■ Text:
※
Editor’s note: Henry Labrecque died on December 7, 2012. In his memory, we republish here an interview Chris Braithwaite did with Mr. Labreque that was first published in the Chronicle in the fall of 2011.
by Chris Braithwaite
copyright the Chronicle, September 28, 2011.
BARTON — Nothing could seem more normal on a sunny afternoon in late September than to see Henry and Jeannette Labrecque harvesting a hay crop from a field beside the Cook Road.
The couple might have been seen in such a field more than half a century ago, working with equipment that was a little smaller, a little slower. But then, as now, you would expect to see Mrs. Labrecque behind the wheel of the tractor.
“One thing I always liked was driving tractor,” she said in a recent interview.
Henry Labrecque might have been seen there 70 years ago, a strapping young teenager, perhaps driving the team of horses, perhaps building the load of loose hay on a wagon.
He has lived on the farm for all but the first four of his 83 years, and worked on it almost that long.
He has a crystal clear memory of his eighth birthday present, a privilege bestowed by his father:
“I could start milking cows by hand. I’ll never forget that. I thought I was a man.”
One of his earliest memories of life on the farm, which sits on a deceptively sharp curve on the road to Willoughby Lake, is less positive.
※
■ Information given:

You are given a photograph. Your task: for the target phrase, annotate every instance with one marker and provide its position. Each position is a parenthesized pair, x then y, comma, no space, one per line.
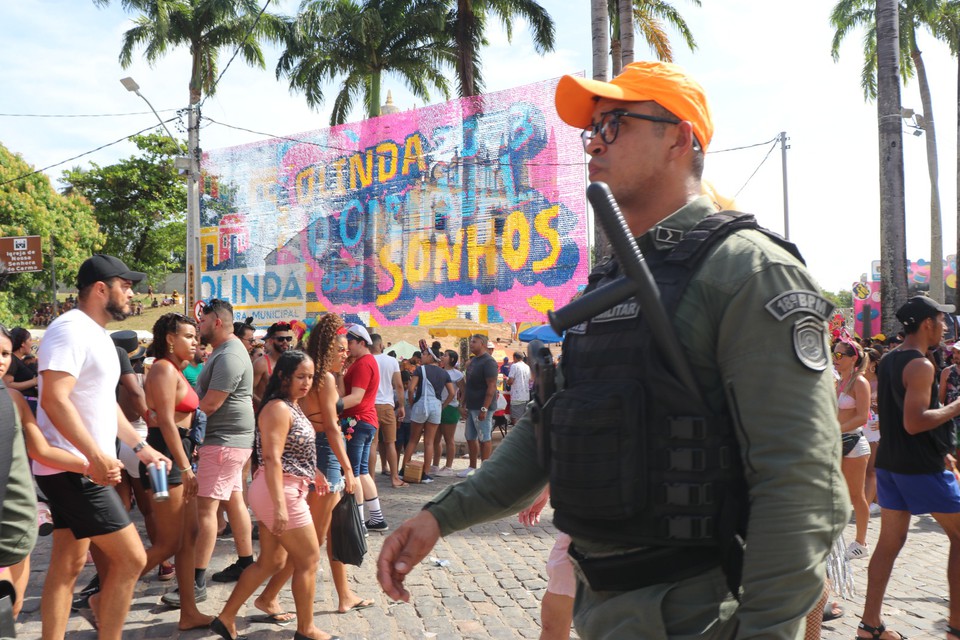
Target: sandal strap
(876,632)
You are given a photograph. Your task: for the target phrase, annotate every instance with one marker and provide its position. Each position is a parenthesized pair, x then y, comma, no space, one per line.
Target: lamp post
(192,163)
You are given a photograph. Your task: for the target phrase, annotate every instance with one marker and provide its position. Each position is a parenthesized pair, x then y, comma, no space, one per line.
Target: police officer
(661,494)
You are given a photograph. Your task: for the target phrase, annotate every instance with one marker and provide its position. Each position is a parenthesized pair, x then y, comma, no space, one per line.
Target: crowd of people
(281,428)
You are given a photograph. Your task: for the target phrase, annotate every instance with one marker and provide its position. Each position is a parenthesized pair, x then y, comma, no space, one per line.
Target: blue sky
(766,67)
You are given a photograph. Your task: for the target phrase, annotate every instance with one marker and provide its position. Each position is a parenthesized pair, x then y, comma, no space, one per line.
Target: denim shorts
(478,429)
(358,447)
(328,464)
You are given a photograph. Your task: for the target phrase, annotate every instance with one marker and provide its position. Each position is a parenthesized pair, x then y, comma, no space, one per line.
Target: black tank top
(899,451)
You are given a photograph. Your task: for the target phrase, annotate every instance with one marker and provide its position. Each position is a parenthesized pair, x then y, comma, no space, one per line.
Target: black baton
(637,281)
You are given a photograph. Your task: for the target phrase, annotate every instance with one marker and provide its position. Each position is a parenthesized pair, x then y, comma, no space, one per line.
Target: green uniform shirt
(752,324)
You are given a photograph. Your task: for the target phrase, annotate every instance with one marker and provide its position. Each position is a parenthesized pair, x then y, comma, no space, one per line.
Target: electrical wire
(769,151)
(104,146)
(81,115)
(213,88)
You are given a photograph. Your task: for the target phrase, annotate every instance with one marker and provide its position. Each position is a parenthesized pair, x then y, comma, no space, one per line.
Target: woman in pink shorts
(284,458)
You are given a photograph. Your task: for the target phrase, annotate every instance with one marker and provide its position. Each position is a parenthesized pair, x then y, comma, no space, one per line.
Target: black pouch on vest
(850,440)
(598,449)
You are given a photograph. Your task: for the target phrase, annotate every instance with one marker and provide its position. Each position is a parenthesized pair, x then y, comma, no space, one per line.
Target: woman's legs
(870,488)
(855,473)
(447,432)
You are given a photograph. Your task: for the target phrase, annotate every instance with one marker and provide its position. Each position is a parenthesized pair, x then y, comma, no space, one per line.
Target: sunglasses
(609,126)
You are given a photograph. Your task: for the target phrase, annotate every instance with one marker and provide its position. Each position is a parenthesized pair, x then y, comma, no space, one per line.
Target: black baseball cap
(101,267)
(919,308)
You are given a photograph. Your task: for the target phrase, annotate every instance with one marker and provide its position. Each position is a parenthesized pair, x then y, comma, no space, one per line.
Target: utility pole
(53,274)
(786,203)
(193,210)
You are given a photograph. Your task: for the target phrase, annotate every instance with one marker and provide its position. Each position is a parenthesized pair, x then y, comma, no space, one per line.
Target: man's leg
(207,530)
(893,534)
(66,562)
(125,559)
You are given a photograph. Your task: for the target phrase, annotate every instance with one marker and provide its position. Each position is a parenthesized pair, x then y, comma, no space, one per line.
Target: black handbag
※
■ Tasks:
- A) Rewrite the article's paragraph beginning "The couple might have been seen" more briefly, keeping its main facts.
- B) Print the article's words exactly, starting with "by Chris Braithwaite" and going on through "of the tractor.".
Rely only on the article to complete what follows.

■ Answers to the tasks:
- A) Over fifty years ago the couple might have worked the same kind of field with slightly smaller, slower equipment, and then, as now, Mrs. Labrecque would be driving the tractor.

- B)
by Chris Braithwaite
copyright the Chronicle, September 28, 2011.
BARTON — Nothing could seem more normal on a sunny afternoon in late September than to see Henry and Jeannette Labrecque harvesting a hay crop from a field beside the Cook Road.
The couple might have been seen in such a field more than half a century ago, working with equipment that was a little smaller, a little slower. But then, as now, you would expect to see Mrs. Labrecque behind the wheel of the tractor.